THE TASK: Look below for the line containing "Please examine this image carefully and locate the blue" and the line containing "Please examine this image carefully and locate the unopened"; repeat exactly those two lines and all lines between them, and nothing else.

⁂

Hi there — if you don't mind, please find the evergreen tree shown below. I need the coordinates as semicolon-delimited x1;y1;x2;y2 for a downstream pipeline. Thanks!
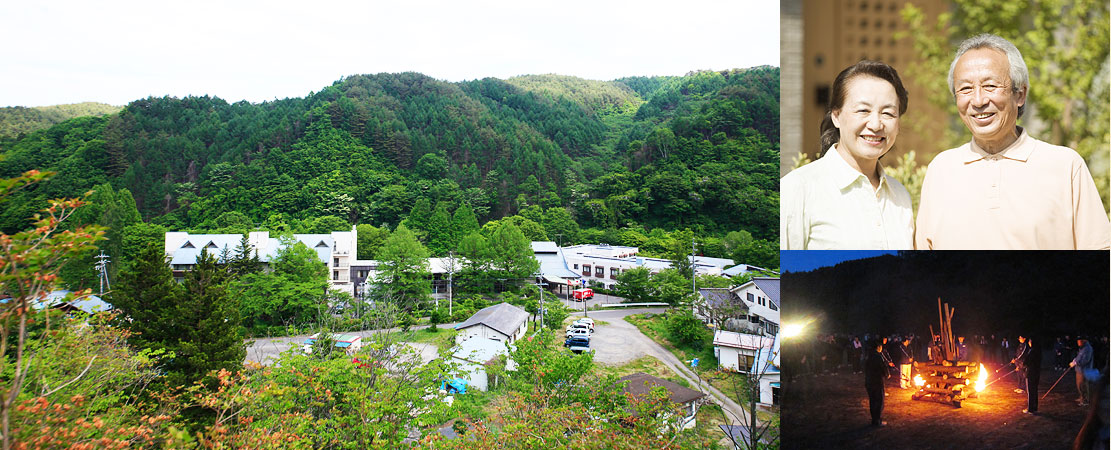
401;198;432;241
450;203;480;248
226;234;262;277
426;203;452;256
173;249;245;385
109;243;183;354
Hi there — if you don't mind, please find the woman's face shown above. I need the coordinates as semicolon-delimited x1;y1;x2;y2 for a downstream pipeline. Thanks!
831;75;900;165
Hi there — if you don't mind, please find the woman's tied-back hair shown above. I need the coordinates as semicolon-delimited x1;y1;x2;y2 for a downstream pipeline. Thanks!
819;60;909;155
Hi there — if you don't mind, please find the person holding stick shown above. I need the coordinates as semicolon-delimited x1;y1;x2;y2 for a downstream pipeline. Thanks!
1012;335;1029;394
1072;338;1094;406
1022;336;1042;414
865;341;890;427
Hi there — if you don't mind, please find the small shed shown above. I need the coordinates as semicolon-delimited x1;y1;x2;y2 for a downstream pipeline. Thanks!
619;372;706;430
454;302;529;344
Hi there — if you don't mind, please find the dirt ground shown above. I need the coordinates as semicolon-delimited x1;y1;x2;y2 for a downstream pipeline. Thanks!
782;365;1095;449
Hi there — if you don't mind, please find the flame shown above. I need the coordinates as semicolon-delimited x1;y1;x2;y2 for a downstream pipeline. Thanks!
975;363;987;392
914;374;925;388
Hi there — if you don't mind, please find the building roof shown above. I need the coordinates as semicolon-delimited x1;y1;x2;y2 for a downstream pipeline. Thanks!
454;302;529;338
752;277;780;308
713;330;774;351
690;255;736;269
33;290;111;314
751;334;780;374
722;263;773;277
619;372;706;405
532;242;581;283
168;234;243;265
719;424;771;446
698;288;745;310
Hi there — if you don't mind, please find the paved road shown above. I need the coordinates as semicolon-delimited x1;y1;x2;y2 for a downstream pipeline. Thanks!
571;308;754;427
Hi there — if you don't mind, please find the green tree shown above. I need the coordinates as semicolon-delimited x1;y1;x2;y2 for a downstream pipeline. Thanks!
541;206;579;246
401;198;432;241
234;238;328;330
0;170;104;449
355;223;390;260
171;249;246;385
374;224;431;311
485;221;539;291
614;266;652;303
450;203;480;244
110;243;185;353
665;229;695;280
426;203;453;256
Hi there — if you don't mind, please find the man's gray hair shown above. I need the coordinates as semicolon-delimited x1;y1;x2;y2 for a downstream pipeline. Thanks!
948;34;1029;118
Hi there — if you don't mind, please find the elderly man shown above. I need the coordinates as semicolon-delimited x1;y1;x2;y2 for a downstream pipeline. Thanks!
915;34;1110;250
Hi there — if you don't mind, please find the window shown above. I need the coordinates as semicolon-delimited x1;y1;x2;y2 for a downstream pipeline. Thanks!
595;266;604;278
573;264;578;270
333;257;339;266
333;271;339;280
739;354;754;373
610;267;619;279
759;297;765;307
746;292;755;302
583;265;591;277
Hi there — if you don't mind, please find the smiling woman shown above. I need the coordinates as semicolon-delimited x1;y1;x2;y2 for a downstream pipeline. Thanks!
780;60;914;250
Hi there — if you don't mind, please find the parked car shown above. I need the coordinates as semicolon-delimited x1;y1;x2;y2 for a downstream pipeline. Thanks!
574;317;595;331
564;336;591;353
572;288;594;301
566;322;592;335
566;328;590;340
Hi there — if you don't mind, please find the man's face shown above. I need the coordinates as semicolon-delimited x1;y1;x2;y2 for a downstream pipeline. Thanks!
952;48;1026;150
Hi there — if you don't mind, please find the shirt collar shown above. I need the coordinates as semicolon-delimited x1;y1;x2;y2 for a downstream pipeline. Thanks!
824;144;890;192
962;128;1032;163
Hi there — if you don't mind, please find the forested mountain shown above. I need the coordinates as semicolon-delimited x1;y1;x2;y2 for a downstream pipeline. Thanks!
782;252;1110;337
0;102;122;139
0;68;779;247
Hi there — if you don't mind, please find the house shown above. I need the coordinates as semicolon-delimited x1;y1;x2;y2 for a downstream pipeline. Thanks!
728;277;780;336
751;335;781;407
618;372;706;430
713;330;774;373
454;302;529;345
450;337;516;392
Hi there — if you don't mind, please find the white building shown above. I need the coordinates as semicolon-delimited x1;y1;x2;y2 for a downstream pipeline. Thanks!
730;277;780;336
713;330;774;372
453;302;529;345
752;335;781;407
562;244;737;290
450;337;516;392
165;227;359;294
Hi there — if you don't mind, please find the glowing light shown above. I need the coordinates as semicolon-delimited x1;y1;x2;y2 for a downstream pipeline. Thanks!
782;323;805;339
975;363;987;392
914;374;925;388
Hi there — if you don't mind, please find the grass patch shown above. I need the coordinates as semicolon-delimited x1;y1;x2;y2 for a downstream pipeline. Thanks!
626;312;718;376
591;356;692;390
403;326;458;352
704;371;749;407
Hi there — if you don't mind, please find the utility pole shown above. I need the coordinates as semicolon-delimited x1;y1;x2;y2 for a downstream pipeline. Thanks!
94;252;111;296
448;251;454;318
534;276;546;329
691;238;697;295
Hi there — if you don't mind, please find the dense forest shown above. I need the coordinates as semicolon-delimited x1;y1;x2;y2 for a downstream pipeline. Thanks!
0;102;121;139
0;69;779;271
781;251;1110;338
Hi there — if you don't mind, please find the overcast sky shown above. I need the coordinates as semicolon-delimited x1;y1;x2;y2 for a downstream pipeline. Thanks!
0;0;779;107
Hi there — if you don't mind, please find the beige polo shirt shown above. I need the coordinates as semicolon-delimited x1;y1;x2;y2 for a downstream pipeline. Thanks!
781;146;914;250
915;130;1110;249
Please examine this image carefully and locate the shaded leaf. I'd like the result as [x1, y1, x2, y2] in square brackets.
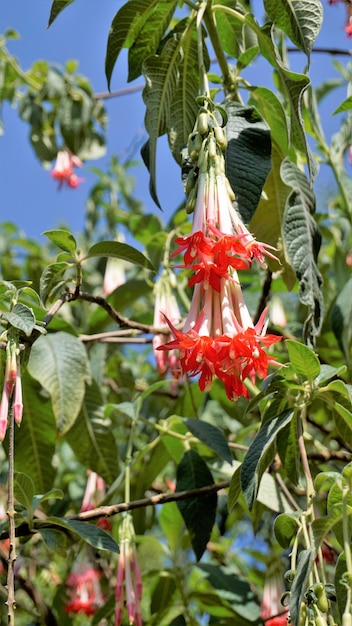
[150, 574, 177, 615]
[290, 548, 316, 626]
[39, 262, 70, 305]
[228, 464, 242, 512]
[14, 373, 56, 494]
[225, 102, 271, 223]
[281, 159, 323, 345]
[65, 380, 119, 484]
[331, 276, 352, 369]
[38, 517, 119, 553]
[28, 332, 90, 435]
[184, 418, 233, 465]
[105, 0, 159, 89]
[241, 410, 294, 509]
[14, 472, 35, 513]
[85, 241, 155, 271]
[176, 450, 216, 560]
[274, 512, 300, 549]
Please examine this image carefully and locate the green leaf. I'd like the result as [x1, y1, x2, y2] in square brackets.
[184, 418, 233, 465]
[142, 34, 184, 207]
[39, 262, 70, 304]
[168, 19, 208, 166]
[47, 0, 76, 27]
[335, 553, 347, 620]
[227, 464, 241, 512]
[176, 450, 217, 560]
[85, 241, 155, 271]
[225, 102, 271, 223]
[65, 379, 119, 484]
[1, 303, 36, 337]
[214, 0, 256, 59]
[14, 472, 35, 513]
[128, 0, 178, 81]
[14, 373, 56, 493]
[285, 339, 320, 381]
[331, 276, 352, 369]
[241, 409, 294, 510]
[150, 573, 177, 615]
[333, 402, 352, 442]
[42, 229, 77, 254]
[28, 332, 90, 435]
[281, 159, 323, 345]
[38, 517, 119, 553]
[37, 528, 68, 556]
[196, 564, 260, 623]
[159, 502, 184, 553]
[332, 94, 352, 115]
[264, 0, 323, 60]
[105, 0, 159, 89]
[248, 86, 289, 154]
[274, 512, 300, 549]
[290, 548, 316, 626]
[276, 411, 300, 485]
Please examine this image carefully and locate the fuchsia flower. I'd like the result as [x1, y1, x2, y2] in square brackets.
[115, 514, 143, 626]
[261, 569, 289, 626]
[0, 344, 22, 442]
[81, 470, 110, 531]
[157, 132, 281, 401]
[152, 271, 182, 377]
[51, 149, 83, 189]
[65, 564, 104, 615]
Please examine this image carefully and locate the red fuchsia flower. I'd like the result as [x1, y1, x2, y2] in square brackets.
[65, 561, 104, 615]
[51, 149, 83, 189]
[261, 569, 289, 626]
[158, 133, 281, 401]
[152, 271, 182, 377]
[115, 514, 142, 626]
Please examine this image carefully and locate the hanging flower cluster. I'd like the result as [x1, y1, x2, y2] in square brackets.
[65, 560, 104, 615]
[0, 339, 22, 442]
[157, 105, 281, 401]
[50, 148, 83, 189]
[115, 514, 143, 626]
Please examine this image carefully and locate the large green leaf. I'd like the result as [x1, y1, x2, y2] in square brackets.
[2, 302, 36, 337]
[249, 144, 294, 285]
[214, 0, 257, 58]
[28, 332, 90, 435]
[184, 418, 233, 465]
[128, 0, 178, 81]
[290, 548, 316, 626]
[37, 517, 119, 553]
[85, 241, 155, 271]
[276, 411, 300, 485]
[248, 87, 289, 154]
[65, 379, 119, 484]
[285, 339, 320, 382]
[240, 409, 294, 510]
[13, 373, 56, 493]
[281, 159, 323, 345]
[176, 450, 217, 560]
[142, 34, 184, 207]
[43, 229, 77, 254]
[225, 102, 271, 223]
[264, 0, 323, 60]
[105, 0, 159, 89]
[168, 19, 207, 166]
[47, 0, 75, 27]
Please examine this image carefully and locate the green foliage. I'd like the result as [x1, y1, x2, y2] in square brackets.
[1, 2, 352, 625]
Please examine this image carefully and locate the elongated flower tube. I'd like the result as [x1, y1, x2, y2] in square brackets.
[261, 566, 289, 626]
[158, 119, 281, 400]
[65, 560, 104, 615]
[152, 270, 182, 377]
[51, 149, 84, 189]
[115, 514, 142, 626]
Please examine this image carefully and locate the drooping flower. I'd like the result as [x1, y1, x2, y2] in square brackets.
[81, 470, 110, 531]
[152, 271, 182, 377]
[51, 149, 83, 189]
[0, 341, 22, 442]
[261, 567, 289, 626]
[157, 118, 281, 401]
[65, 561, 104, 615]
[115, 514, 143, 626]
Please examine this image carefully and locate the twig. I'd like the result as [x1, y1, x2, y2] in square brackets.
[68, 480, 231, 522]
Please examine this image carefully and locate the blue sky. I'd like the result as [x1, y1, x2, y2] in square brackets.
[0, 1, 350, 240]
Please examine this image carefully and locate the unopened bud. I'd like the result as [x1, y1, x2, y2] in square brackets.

⁂

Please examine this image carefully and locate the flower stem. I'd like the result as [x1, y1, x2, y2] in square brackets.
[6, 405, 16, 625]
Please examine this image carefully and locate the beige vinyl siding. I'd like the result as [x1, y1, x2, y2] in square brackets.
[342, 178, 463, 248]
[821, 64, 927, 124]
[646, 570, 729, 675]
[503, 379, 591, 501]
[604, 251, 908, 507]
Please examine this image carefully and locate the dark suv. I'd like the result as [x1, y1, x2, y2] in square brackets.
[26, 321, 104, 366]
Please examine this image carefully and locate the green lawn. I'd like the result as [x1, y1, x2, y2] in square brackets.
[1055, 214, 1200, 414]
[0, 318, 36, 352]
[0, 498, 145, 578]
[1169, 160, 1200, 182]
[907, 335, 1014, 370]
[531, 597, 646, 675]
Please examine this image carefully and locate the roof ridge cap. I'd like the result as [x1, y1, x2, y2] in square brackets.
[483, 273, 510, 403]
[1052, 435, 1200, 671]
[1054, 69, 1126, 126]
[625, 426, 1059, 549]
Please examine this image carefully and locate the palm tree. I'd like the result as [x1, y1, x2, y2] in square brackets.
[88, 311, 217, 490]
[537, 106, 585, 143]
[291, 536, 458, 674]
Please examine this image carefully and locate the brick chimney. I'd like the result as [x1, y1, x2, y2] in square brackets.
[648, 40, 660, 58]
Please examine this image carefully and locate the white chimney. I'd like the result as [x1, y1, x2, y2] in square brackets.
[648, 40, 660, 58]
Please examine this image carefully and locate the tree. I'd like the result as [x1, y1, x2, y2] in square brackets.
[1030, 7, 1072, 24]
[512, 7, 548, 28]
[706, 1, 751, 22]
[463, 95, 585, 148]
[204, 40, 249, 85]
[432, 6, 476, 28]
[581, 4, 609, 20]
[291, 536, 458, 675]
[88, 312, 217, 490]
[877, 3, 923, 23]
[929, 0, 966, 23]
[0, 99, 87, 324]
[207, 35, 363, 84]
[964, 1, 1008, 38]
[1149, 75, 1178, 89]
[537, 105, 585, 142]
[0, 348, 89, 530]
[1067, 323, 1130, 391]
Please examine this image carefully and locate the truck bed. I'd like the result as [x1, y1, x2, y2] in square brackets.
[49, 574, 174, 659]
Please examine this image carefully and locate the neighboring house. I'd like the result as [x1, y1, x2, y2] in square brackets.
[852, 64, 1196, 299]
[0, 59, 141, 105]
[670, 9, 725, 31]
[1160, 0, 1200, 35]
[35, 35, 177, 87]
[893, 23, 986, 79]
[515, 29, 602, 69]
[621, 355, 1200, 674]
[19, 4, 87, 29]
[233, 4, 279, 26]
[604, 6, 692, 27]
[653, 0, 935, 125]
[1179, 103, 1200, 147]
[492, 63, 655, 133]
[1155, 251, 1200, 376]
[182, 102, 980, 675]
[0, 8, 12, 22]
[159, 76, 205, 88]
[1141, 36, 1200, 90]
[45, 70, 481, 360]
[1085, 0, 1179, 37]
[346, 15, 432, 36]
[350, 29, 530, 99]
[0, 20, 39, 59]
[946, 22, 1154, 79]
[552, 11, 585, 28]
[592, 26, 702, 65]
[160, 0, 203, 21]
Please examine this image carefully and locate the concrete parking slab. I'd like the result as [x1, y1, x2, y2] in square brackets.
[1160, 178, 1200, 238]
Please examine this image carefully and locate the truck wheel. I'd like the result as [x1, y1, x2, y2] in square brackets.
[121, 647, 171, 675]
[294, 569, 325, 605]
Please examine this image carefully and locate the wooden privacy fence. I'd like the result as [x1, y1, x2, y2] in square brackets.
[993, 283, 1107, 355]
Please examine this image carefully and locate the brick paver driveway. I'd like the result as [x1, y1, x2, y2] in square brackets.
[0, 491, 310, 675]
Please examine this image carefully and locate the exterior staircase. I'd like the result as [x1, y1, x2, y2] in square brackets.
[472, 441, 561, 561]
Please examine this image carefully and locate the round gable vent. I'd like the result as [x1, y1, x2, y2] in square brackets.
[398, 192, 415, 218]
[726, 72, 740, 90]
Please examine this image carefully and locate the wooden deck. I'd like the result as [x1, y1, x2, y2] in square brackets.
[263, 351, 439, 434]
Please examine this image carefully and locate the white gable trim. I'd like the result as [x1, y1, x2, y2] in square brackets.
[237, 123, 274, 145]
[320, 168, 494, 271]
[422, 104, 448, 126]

⁂

ANSWER:
Please examine this image carefully and locate the blue sky. I'd like the result as [x1, y1, x2, y2] in square brackets.
[0, 1, 350, 240]
Please examine this image carefully and locate the unopened bud. I'd like the result as [x1, y1, x2, y2] in square brackets.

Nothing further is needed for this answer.